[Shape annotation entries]
+--
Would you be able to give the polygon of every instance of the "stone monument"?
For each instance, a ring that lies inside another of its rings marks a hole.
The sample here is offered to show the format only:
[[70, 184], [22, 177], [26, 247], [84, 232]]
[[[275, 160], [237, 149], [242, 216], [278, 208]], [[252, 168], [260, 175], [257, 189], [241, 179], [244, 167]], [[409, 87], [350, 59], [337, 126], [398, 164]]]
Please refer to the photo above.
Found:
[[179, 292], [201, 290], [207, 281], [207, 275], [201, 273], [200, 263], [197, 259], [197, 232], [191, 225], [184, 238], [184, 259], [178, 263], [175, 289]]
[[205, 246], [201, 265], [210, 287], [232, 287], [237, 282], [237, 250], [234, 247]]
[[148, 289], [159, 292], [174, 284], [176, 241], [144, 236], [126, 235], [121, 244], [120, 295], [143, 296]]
+--
Job | Reproduce every line of the data above, requests included. Multiply each polygon coordinate in the answers by 1.95 and round it to the nearest whole number, with halves rounded up, but leave the requests and their format samples unchanged.

In response |
Would you be able to give the polygon of every instance of the "stone monument"?
For each instance, a ring that lies inside another of its rings marks a hole.
The sample here is offered to show the format only:
[[70, 184], [22, 177], [26, 247], [84, 232]]
[[[275, 160], [237, 149], [242, 216], [278, 208]], [[252, 168], [260, 175], [257, 189], [241, 179], [244, 167]], [[409, 87], [350, 59], [337, 126], [398, 164]]]
Please refer to the photo above.
Found:
[[349, 569], [392, 566], [404, 548], [404, 536], [392, 532], [390, 513], [384, 505], [384, 452], [372, 439], [359, 464], [359, 505], [347, 513], [341, 564]]
[[400, 480], [392, 517], [410, 560], [452, 560], [462, 550], [462, 488], [456, 482]]
[[289, 564], [310, 569], [339, 554], [343, 470], [281, 460], [246, 458], [236, 476], [234, 575], [279, 577]]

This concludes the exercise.